◆ TASK STATEMENT
Lines in the listing below that hold "stainless" are the ones to copy.

◆ EXTRACTED ENTRIES
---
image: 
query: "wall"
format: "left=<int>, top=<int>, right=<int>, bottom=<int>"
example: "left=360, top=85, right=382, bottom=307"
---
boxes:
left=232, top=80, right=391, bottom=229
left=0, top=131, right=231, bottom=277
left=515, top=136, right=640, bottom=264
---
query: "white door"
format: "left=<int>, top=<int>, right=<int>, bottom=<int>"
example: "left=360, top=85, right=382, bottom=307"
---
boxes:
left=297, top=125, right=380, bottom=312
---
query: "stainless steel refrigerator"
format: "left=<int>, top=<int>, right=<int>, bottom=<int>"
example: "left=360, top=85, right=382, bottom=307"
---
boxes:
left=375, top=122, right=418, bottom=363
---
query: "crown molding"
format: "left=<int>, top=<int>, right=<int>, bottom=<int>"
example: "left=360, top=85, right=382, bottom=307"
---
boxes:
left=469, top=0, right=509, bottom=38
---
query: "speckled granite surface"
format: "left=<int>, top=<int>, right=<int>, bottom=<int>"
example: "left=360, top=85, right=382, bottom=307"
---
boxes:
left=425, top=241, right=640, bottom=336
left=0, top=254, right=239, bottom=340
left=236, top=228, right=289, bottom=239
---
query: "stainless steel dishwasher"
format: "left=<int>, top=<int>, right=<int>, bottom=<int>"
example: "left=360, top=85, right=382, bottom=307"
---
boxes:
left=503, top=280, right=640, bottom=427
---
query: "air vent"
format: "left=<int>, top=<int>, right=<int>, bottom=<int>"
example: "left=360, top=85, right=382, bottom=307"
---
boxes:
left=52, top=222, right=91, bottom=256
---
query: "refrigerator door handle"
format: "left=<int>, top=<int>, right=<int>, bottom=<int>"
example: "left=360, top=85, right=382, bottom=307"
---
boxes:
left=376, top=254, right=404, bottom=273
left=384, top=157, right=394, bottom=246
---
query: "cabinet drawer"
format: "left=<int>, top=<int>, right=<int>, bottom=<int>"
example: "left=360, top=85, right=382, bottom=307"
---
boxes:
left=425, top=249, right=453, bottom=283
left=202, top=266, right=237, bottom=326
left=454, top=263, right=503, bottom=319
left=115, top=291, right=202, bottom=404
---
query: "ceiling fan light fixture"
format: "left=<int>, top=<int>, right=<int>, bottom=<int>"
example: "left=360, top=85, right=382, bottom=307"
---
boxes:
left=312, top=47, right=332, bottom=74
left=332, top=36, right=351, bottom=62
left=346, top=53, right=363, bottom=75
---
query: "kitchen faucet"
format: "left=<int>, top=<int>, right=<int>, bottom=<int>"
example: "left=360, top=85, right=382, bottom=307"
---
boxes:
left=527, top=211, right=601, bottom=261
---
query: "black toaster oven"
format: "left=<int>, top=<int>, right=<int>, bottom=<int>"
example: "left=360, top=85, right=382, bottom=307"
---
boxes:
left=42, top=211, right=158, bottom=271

◆ REPLY TO THE EXERCISE
query: "stainless steel refrigerator"
query: "stainless steel dishwasher"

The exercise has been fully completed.